[Extracted text]
Read: Ch 5.6 "3D Transformations"; Ch 11.1.3, "Plane Equations"; Ch 15.2.4, "Backface Culling"

Lecture Topics

Review: Modeling in 3D

We have all the primitives we need, vertices, edges, faces,
and ways to put them together into groups using instance calls and 3D transformations,
to form polyhedral scenes of arbitrary complexity.

Review: Rendering a 3D Scene

Simplest case to obtain 2D image from 3D scene:
Parallel Projection along z-axis ==> just ignore z coordinate.
Set SLIDE: projectionflag to 0.
Other techniques used on assignments 3 and 4 readily carry over from 2D to 3D:

Bounding Box Culling in 3D

Formulate outcodes with 6 bits in 27 spatial partitions.
Check all 8 corners of a (transformed) bounding box against these outcodes.
Form AND function to look for trivial rejects -- work is done !
Form OR function for full acceptance for rendering -- no further BB checks or clipping !

Backface Elimination

To save work, remove the polygons facing away from the viewer from the rendering pipeline.
Check whether the scalar product between face normal and viewing direction is positive !

[Provided information]
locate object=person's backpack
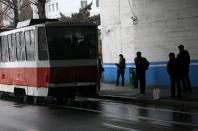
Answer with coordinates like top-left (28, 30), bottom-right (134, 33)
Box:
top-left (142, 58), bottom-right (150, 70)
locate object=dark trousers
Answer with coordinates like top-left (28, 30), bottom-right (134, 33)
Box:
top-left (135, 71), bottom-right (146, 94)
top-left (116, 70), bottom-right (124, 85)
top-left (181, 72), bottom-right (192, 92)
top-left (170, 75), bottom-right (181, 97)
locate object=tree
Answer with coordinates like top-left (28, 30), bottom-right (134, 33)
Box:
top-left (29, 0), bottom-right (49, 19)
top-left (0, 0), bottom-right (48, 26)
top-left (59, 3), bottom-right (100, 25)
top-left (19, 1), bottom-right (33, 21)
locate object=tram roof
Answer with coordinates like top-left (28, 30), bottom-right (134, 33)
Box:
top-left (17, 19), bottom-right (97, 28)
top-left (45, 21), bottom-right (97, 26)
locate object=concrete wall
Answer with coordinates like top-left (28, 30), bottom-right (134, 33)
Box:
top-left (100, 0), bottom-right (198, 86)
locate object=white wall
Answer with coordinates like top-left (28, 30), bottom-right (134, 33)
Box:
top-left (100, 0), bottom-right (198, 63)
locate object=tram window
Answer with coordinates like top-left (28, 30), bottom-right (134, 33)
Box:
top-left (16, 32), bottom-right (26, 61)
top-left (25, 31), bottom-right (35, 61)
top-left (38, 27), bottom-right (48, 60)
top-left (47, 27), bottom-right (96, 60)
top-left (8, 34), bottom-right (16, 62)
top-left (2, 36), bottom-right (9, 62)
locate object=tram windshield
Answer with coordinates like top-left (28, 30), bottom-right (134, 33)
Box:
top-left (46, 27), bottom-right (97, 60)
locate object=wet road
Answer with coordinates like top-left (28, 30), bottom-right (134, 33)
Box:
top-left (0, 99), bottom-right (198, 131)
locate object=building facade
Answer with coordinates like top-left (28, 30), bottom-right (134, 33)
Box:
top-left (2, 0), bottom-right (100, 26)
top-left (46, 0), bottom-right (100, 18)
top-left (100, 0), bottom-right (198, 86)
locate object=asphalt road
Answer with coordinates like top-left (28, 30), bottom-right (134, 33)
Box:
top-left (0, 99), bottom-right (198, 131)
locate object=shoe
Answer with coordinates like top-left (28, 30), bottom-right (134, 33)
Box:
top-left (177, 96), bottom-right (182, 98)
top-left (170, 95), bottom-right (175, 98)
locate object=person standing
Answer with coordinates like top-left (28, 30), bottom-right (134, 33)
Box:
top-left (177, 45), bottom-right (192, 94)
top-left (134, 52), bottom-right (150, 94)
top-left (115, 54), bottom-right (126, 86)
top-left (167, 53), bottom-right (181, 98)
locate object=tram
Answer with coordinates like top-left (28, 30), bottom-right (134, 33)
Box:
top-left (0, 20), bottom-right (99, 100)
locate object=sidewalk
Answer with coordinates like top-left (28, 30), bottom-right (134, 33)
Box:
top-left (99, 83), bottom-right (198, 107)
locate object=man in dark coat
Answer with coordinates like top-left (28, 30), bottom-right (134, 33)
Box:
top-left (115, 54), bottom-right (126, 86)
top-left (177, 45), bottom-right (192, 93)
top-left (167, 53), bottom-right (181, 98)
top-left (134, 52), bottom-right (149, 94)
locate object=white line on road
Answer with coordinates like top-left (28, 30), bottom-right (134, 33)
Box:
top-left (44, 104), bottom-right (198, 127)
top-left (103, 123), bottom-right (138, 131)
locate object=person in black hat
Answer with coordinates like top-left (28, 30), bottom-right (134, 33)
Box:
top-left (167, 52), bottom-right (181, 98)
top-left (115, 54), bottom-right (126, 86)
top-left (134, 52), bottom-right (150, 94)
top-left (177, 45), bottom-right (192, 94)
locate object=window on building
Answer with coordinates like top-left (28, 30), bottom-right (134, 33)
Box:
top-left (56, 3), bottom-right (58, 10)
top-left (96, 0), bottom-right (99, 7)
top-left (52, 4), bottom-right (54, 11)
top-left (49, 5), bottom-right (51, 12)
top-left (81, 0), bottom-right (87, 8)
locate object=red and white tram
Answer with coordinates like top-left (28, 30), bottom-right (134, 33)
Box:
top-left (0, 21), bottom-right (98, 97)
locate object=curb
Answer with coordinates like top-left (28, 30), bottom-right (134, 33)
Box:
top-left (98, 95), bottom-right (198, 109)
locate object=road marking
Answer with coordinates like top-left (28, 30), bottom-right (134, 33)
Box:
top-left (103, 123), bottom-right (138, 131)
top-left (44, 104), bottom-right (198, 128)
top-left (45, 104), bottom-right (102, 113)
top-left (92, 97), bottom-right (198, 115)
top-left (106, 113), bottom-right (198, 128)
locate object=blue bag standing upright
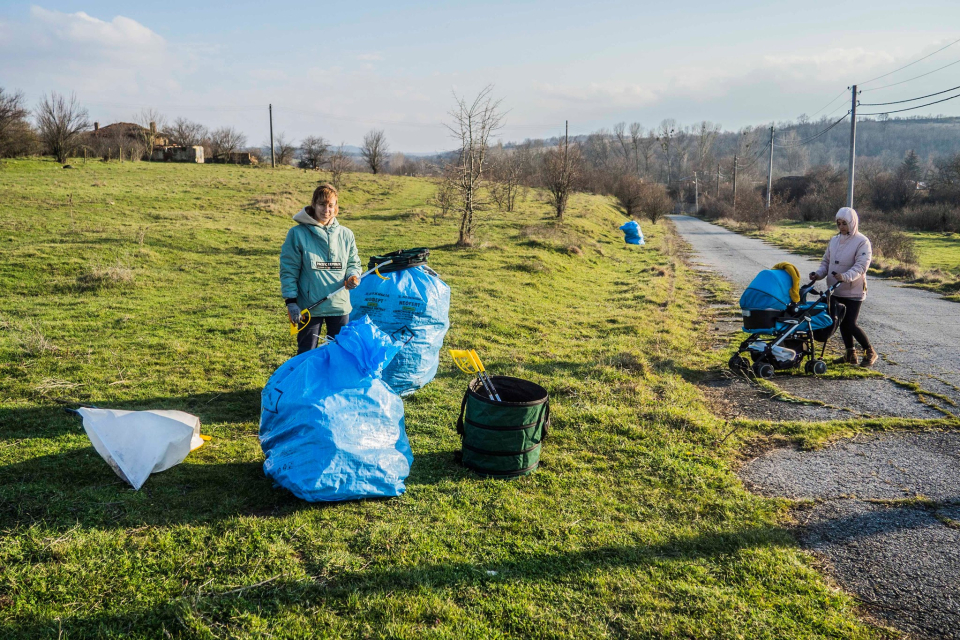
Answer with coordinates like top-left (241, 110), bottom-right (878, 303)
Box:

[Task requirements]
a. In the lecture notes on 3D rendering, rewrite the stretch from "Review: Modeling in" through "projectionflag to 0.", substituting "Orthographic Projection" for "Parallel Projection".
b. Answer these questions from the lecture notes on 3D rendering:
(i) How many bits are used to formulate the outcodes in 3D bounding box culling?
(ii) What value is SLIDE: projectionflag set to for the simplest case?
(iii) What sign of the scalar product between face normal and viewing direction is checked for in backface elimination?
c. Pick up the lecture notes on 3D rendering after their final line and keep writing.

[Answers to each task]
a.
Review: Modeling in 3D

We have all the primitives we need, vertices, edges, faces,
and ways to put them together into groups using instance calls and 3D transformations,
to form polyhedral scenes of arbitrary complexity.

Review: Rendering a 3D Scene

Simplest case to obtain 2D image from 3D scene:
Orthographic Projection along z-axis ==> just ignore z coordinate.
Set SLIDE: projectionflag to 0.

b.
(i) 6 bits
(ii) 0
(iii) Positive

c.
For the special case of parallel projection down the z-axis, just check wheter face normal has negative z-component.
(Later in the course this test will be done in a canonical view volume, where it is also very simple).

Clipping in 3D

Polygon clipping is again done on the parameterized line segments (edges) of the contour, but now against 4 or 6 clipping planes in 3-space. This is not really different from before. For each line segment in the polygon contour, just solve for the parameter value that gives the intersection with the clipping boundary along that coordinate axis that is perpendicular to the clipping boundary. To obtain the modified contour, Sutherland Hodgman can be used again.

Cameras

The key parameters of a camera are: position (3 DOF), orientation (3 DOF) == rigid body in 3D !
Furthermore: focal length --> determines opening angle of viewing pyramid;
possibly positioning and size of imaging plane ("film").

Look_at Transformation

This is convenient way to place and orient the camera (or any other object/group, e.g. a gun) toward a part of the scene that is of interest. It consists of specifications for the placement (eye), the viewing direction (target), and the rotation around the viewing direction (up-vector). Even though there are nine parameters in this specifications,
some of them are redundant, since there are only 6 DOF.

VRCS

In the case of a general camera position, we need to know what can be seen from that camera position.
To make things simple, we make a coordinate system anchored at the camera as a reference frame,
the View Reference Coordinate System (VRCS),
and transform the parts of the world to be rendered into this new reference frame.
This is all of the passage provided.